YOUR ASSIGNMENT: Restate all the data word for word, leaving nothing out.

SUPPLIED INFORMATION:
<<<<

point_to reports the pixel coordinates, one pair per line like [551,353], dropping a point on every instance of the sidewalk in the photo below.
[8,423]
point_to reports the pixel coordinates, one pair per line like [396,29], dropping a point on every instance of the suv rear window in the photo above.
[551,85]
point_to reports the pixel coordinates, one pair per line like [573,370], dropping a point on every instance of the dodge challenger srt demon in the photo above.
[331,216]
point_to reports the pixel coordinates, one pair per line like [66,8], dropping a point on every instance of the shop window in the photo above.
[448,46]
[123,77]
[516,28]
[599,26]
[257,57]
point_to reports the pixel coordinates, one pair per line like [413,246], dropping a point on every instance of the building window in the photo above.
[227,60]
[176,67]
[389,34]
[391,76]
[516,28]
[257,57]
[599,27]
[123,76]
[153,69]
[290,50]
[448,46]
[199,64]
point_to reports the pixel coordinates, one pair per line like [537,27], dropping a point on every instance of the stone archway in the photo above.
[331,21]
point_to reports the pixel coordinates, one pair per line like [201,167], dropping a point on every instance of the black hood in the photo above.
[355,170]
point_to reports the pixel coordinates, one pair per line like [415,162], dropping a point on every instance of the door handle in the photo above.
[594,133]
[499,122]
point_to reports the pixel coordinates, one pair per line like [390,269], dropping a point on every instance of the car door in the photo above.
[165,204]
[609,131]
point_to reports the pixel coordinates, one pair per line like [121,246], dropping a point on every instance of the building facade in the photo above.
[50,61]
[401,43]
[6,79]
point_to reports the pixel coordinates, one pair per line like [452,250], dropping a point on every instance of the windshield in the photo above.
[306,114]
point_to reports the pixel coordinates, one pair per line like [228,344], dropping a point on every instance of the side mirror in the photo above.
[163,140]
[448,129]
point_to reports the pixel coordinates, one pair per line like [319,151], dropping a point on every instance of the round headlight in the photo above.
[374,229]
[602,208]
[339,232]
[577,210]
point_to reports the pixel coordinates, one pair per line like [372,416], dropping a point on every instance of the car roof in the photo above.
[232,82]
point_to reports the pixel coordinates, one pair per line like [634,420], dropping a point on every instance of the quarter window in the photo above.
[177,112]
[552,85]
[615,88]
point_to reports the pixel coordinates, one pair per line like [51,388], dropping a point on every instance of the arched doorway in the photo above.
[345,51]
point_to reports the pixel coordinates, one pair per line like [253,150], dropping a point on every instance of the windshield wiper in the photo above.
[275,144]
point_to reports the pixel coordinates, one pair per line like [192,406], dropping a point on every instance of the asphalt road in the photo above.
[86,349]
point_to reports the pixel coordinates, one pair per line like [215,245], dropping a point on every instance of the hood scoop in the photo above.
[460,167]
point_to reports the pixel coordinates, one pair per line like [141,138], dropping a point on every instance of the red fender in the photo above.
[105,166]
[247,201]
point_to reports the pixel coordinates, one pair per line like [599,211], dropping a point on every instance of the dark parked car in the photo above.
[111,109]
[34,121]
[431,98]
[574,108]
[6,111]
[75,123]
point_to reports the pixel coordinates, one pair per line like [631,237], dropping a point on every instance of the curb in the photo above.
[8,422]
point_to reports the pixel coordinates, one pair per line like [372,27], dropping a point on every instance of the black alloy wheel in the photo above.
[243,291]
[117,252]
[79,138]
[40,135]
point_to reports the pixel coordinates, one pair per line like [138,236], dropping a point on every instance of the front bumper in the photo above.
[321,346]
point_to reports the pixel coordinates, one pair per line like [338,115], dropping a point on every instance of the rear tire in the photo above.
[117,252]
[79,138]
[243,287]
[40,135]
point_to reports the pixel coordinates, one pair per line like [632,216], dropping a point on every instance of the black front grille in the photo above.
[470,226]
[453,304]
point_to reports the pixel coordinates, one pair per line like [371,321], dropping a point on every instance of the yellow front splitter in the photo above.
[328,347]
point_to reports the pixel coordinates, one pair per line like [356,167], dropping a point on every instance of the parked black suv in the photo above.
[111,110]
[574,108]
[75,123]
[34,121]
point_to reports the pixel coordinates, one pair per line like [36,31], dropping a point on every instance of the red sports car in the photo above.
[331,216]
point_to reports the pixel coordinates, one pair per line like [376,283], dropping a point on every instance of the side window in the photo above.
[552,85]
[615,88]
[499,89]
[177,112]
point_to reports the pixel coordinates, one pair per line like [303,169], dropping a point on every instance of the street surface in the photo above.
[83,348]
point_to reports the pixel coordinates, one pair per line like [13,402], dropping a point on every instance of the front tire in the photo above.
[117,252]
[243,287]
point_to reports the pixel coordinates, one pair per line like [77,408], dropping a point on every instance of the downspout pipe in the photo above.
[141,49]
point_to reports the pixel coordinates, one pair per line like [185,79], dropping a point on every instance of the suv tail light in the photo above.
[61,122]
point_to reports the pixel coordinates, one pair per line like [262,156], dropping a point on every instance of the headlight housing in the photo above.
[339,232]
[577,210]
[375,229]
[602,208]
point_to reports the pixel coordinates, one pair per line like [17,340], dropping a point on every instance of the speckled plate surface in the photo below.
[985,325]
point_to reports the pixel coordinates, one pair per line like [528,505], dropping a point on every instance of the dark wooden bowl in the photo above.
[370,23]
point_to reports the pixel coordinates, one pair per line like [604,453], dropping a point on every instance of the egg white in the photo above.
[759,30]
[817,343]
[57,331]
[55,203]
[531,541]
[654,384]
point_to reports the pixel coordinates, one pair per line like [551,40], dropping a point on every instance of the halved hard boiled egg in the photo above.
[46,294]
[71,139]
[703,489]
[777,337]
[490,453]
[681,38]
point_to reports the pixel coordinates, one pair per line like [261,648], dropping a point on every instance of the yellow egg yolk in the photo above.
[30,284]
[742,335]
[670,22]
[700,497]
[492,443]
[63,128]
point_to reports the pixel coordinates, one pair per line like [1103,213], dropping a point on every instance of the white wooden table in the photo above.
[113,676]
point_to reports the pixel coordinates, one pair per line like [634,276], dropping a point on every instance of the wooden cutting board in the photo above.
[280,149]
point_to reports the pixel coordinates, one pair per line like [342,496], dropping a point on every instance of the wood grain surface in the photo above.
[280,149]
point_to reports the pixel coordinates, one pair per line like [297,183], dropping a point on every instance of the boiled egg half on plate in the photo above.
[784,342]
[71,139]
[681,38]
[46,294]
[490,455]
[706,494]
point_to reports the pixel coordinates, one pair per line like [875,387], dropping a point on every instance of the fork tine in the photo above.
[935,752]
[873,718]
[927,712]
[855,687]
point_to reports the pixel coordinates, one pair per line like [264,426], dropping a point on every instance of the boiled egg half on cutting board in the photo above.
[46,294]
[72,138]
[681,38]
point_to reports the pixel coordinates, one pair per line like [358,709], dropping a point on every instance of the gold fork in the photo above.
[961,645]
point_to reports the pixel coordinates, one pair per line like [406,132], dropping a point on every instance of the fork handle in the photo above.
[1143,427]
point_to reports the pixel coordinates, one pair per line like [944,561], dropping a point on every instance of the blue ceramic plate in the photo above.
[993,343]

>>>>

FINISHED EXERCISE:
point_to reports the pixel coordinates, one pair per line like [551,353], dropping a point on every instance of the sidewalk in the photo below.
[8,423]
point_to reports the pixel coordinates, one pair per line like [396,29], dropping a point on every instance of the suv rear window in the photo above.
[551,85]
point_to reports the pixel coordinates, one pair per line like [573,370], dropping a point on every instance of the dodge challenger srt demon in the photo above.
[331,216]
point_to reports the pixel coordinates, one pair per line like [66,8], dropping a point on every instance of the shop window in the photo above.
[448,46]
[123,77]
[516,28]
[599,26]
[257,57]
point_to reports the pixel coordinates, one pair per line like [413,246], dropping a point on every instance of the building window in the photo above.
[227,60]
[176,67]
[389,34]
[391,76]
[516,28]
[257,57]
[599,27]
[123,76]
[153,69]
[290,50]
[448,46]
[199,64]
point_to reports the pixel coordinates, one pair per line like [537,27], dropping a point on every instance of the stone archway in the photo above.
[331,21]
point_to reports the pixel coordinates, one pair per line like [201,167], dropping a point on every instance of the black hood in the photo above.
[355,170]
point_to reports the pixel coordinates, one pair per line like [415,162], dropping a point on every instance of the door handle in the photo above.
[594,133]
[499,122]
point_to reports the pixel coordinates, one pair per line like [390,269], dropping a point on every instance of the car door in the photo above.
[165,204]
[609,131]
point_to reports the pixel coordinates, one pair per line like [121,246], dropping a point on every instance of the building facade in the photo above.
[50,61]
[401,43]
[6,79]
point_to reports the pixel coordinates, one pair per line like [452,250], dropping a point on every instance of the windshield in the photo above.
[306,114]
point_to reports the pixel coordinates, one pair per line like [228,344], dropping a point on every instance of the side mirror in the photo above.
[163,140]
[448,129]
point_to reports the pixel coordinates, one pair per line like [319,151], dropping a point on every instance of the round headlight in the photo above.
[374,229]
[602,208]
[339,232]
[577,210]
point_to reports the pixel coordinates, one pair per line like [372,416], dropping a point on every instance of the car roof in the photo above.
[232,82]
point_to reports the pixel coordinates, one pair per line like [634,420], dropping a point on every instance of the quarter window in the photo above.
[177,112]
[552,85]
[615,88]
point_to reports the pixel coordinates, one pair per line like [51,388], dropping a point on every instance of the arched doorway in the photo above.
[345,51]
point_to reports the pixel coordinates, one pair per line like [253,150], dropping a point on every instance of the windshield wiper in the photo above.
[275,144]
point_to reports the pixel coordinates, one pair per line like [192,406], dropping a point on every instance of the asphalt road in the photo above.
[86,349]
point_to reports the pixel coordinates, one pair per line like [215,245], dropping a point on every instance of the hood scoop in the photo above.
[460,167]
point_to reports the pixel coordinates, one pair per line like [141,138], dropping a point on every instance of the red fender in the photo above.
[105,166]
[247,201]
point_to reports the pixel coordinates, one pair per line like [599,211], dropping a point on every instance of the dark parked car in the photo above.
[111,109]
[34,121]
[431,98]
[574,108]
[6,111]
[75,123]
point_to reports the pixel coordinates, one pair per line like [631,237], dropping a point on every instance of the curb in the photo above.
[8,422]
point_to reports the pixel coordinates, one pair per line like [372,27], dropping a point on every instance of the black alloy wheel in the photo above.
[243,291]
[117,252]
[79,138]
[40,135]
point_to reports the pixel coordinates, one pair per line like [138,236], dropping a point on every instance of the front bumper in the photo above.
[321,346]
point_to reports the pixel coordinates, one pair per line like [338,115], dropping a point on every instance of the rear tire in the photo above.
[117,252]
[79,138]
[243,287]
[40,135]
point_to reports the pixel coordinates, one pair per line like [632,216], dropping a point on every instance of the black front grille in the photo above.
[470,226]
[453,304]
point_to reports the pixel coordinates, one pair per line like [371,321], dropping a point on every instance of the yellow front splitter in the photo above.
[328,347]
point_to reports the pixel coordinates, one pair per line like [356,167], dropping a point on every instance of the parked black suv in the photo above.
[111,110]
[574,108]
[75,123]
[34,121]
point_to reports the pixel coordinates, one pair per line like [36,31], dropping a point on every instance of the red sports car in the photo above.
[331,216]
point_to reports the pixel coordinates, one pair per line like [376,283], dropping a point on every instance of the side window in the photo above.
[552,85]
[615,88]
[499,89]
[177,112]
point_to reports the pixel coordinates, one pair per line like [303,169], dropping a point on every instance of the street surface in the photo above.
[83,348]
point_to reports the pixel coordinates, one pair per line like [13,402], dropping a point on every instance of the front tire in the photo above.
[117,252]
[243,287]
point_to reports the pixel coordinates, one pair per line like [77,408], dropping a point on every instance of the downspout pipe in the photo above.
[141,49]
point_to reports the pixel coordinates, one pair per line like [185,79], dropping a point on every instance of the suv tail light in the photo above.
[61,122]
point_to reports the pixel coordinates, one pair per line like [262,156], dropping a point on every instance of the headlight housing in the photo above.
[339,232]
[577,210]
[375,229]
[602,208]
point_to reports the pixel coordinates, one pair per line like [17,340], dropping a point on every instance of the speckled plate surface in the photo below.
[985,325]
point_to reports the pixel coordinates, one pair per line like [528,505], dropping a point on every instance of the dark wooden bowl in the photo above.
[370,23]
point_to reports the pixel coordinates, one pair per line like [604,453], dropping a point on every instance of the egg white in the photo above.
[759,30]
[817,343]
[57,331]
[55,203]
[531,541]
[654,384]
point_to reports the pixel coordinates, one pair per line like [551,40], dropping a point on every instance of the halved hard boiled egg in the photo above.
[46,294]
[71,139]
[703,489]
[777,337]
[490,453]
[681,38]
point_to reports the pixel coordinates, one pair per line like [261,648], dropping a point on every instance of the yellow egg yolk in the photo above.
[30,284]
[742,335]
[670,22]
[700,497]
[492,443]
[63,128]
point_to reports the pixel coordinates, one pair per line like [1103,213], dropping a point on every instance of the white wooden table in the photo above.
[113,676]
point_to reports the pixel coordinates, one pair per line like [634,276], dropping a point on every instance of the wooden cutting board in the photo above.
[280,149]
point_to reports the pixel coordinates, one pair per line like [342,496], dropping a point on every instance of the wood grain surface in the photo above.
[280,149]
point_to reports the pixel coordinates, one pair per line like [297,183], dropping a point on every instance of the boiled egg half on plate in the photo above.
[784,342]
[71,139]
[681,38]
[46,294]
[490,455]
[706,494]
point_to reports the pixel coordinates, one pair per line like [875,387], dropping a point on every instance of the fork tine in the photo above.
[935,752]
[873,718]
[927,712]
[855,687]
point_to reports the pixel coordinates, one pair per line like [264,426], dropping a point on every instance of the boiled egg half on cutting board in the photo above.
[46,294]
[72,138]
[681,38]
point_to reports the pixel coordinates, one pair per line like [358,709], dropping a point on every instance of the gold fork in the photo above.
[961,645]
point_to reports the pixel coordinates, one pair per line like [406,132], dropping a point on every instance of the fork handle in the photo above.
[1143,427]
point_to reports the pixel coordinates, one pair per line like [944,561], dropping a point on every instance of the blue ceramic plate in the photo above.
[993,343]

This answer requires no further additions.